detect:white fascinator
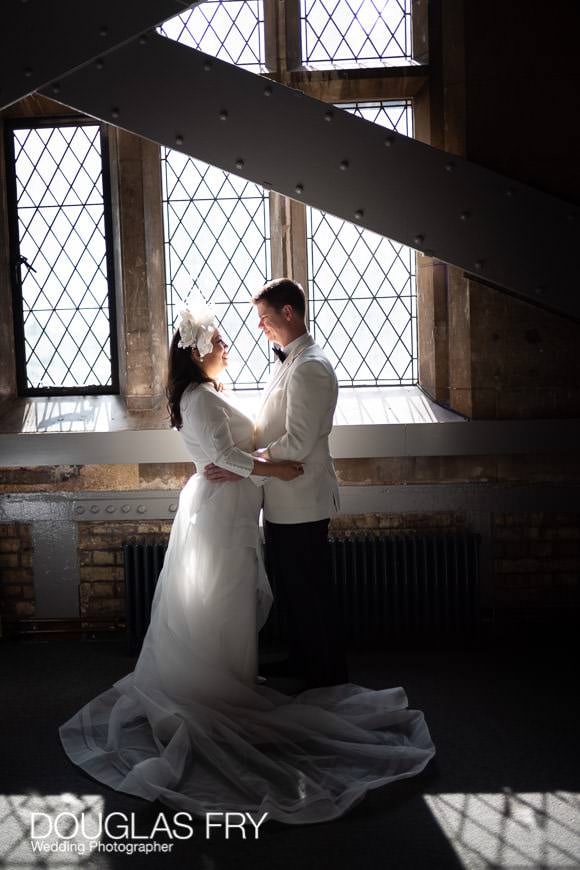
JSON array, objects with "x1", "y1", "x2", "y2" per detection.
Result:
[{"x1": 175, "y1": 279, "x2": 217, "y2": 360}]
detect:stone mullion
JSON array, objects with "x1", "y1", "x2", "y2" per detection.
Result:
[{"x1": 108, "y1": 128, "x2": 168, "y2": 410}]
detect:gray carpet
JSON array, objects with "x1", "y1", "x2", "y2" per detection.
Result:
[{"x1": 1, "y1": 634, "x2": 578, "y2": 869}]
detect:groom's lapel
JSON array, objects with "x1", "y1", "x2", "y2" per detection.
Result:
[{"x1": 259, "y1": 335, "x2": 314, "y2": 408}]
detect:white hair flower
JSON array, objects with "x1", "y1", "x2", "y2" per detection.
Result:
[{"x1": 176, "y1": 293, "x2": 217, "y2": 360}]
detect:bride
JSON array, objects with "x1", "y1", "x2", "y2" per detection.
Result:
[{"x1": 59, "y1": 298, "x2": 436, "y2": 826}]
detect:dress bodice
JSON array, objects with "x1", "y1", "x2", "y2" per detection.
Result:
[{"x1": 179, "y1": 382, "x2": 256, "y2": 473}]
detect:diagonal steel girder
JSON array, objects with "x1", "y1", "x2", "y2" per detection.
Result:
[
  {"x1": 0, "y1": 0, "x2": 197, "y2": 111},
  {"x1": 28, "y1": 31, "x2": 579, "y2": 320}
]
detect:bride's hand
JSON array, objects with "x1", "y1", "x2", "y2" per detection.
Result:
[{"x1": 274, "y1": 461, "x2": 304, "y2": 481}]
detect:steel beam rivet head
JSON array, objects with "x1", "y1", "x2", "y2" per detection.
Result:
[
  {"x1": 169, "y1": 503, "x2": 177, "y2": 512},
  {"x1": 339, "y1": 160, "x2": 349, "y2": 170},
  {"x1": 445, "y1": 161, "x2": 455, "y2": 172},
  {"x1": 138, "y1": 34, "x2": 148, "y2": 45},
  {"x1": 111, "y1": 108, "x2": 120, "y2": 119},
  {"x1": 99, "y1": 26, "x2": 108, "y2": 37},
  {"x1": 295, "y1": 184, "x2": 304, "y2": 194},
  {"x1": 235, "y1": 159, "x2": 245, "y2": 169},
  {"x1": 106, "y1": 505, "x2": 116, "y2": 513},
  {"x1": 264, "y1": 85, "x2": 272, "y2": 96},
  {"x1": 175, "y1": 134, "x2": 184, "y2": 146},
  {"x1": 90, "y1": 505, "x2": 100, "y2": 514},
  {"x1": 51, "y1": 83, "x2": 61, "y2": 94},
  {"x1": 354, "y1": 209, "x2": 364, "y2": 219},
  {"x1": 75, "y1": 506, "x2": 85, "y2": 515},
  {"x1": 24, "y1": 67, "x2": 33, "y2": 77},
  {"x1": 219, "y1": 110, "x2": 228, "y2": 121},
  {"x1": 203, "y1": 60, "x2": 212, "y2": 71},
  {"x1": 121, "y1": 504, "x2": 131, "y2": 513},
  {"x1": 414, "y1": 234, "x2": 424, "y2": 245},
  {"x1": 475, "y1": 260, "x2": 484, "y2": 270},
  {"x1": 137, "y1": 505, "x2": 146, "y2": 514},
  {"x1": 460, "y1": 211, "x2": 470, "y2": 221},
  {"x1": 324, "y1": 110, "x2": 334, "y2": 122},
  {"x1": 95, "y1": 58, "x2": 104, "y2": 70},
  {"x1": 384, "y1": 135, "x2": 394, "y2": 147}
]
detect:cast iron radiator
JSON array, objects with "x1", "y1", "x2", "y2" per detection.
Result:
[{"x1": 124, "y1": 532, "x2": 481, "y2": 652}]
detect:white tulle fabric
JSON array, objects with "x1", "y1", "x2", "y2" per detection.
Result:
[{"x1": 59, "y1": 384, "x2": 436, "y2": 825}]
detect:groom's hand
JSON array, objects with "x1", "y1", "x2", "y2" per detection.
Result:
[{"x1": 204, "y1": 463, "x2": 244, "y2": 482}]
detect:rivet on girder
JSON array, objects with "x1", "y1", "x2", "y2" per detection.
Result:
[
  {"x1": 203, "y1": 60, "x2": 212, "y2": 71},
  {"x1": 414, "y1": 234, "x2": 424, "y2": 245},
  {"x1": 339, "y1": 160, "x2": 349, "y2": 171},
  {"x1": 354, "y1": 209, "x2": 364, "y2": 220},
  {"x1": 235, "y1": 159, "x2": 245, "y2": 169},
  {"x1": 51, "y1": 83, "x2": 61, "y2": 94},
  {"x1": 445, "y1": 161, "x2": 455, "y2": 172},
  {"x1": 264, "y1": 85, "x2": 272, "y2": 96},
  {"x1": 111, "y1": 108, "x2": 120, "y2": 119},
  {"x1": 24, "y1": 68, "x2": 33, "y2": 78},
  {"x1": 95, "y1": 58, "x2": 105, "y2": 70},
  {"x1": 384, "y1": 135, "x2": 395, "y2": 147},
  {"x1": 175, "y1": 135, "x2": 184, "y2": 146},
  {"x1": 295, "y1": 184, "x2": 304, "y2": 194},
  {"x1": 219, "y1": 110, "x2": 228, "y2": 121},
  {"x1": 460, "y1": 211, "x2": 471, "y2": 221},
  {"x1": 324, "y1": 110, "x2": 334, "y2": 122},
  {"x1": 138, "y1": 34, "x2": 148, "y2": 45},
  {"x1": 474, "y1": 260, "x2": 484, "y2": 270},
  {"x1": 99, "y1": 26, "x2": 109, "y2": 37}
]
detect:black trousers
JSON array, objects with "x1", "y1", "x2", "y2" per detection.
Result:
[{"x1": 263, "y1": 518, "x2": 348, "y2": 686}]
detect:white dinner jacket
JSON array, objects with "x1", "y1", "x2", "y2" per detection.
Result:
[{"x1": 255, "y1": 332, "x2": 341, "y2": 524}]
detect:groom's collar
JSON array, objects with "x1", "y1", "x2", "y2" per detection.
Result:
[{"x1": 282, "y1": 332, "x2": 313, "y2": 358}]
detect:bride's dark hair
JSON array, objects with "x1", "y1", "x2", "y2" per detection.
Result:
[{"x1": 166, "y1": 329, "x2": 222, "y2": 429}]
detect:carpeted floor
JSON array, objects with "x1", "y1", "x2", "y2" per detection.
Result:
[{"x1": 1, "y1": 634, "x2": 579, "y2": 869}]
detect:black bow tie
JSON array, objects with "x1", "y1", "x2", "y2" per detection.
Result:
[{"x1": 273, "y1": 345, "x2": 287, "y2": 362}]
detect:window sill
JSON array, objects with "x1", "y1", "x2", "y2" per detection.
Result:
[{"x1": 0, "y1": 387, "x2": 577, "y2": 466}]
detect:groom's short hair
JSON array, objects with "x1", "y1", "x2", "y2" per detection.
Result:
[{"x1": 252, "y1": 278, "x2": 306, "y2": 318}]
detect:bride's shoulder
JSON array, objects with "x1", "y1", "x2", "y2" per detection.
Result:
[{"x1": 181, "y1": 382, "x2": 226, "y2": 415}]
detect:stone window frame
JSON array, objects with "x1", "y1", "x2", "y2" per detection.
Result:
[{"x1": 0, "y1": 0, "x2": 457, "y2": 414}]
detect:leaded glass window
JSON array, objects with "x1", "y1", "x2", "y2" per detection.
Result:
[
  {"x1": 300, "y1": 0, "x2": 414, "y2": 69},
  {"x1": 307, "y1": 100, "x2": 416, "y2": 387},
  {"x1": 5, "y1": 119, "x2": 117, "y2": 395},
  {"x1": 161, "y1": 149, "x2": 271, "y2": 389},
  {"x1": 157, "y1": 0, "x2": 266, "y2": 73}
]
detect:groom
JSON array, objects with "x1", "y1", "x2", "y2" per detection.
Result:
[{"x1": 205, "y1": 278, "x2": 348, "y2": 687}]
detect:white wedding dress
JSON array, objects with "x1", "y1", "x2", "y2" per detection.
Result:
[{"x1": 59, "y1": 383, "x2": 436, "y2": 825}]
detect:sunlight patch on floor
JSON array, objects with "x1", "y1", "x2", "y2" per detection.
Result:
[
  {"x1": 424, "y1": 790, "x2": 580, "y2": 868},
  {"x1": 0, "y1": 792, "x2": 108, "y2": 867}
]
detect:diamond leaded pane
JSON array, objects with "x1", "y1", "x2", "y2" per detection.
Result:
[
  {"x1": 300, "y1": 0, "x2": 414, "y2": 69},
  {"x1": 307, "y1": 101, "x2": 417, "y2": 387},
  {"x1": 10, "y1": 123, "x2": 114, "y2": 391},
  {"x1": 157, "y1": 0, "x2": 265, "y2": 73},
  {"x1": 161, "y1": 148, "x2": 271, "y2": 389}
]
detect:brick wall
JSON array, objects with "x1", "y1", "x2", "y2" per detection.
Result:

## What the exercise asks
Over the whole of the material above, count the lines that contain the word "floor"; give only the number.

## Answer to the exercise
2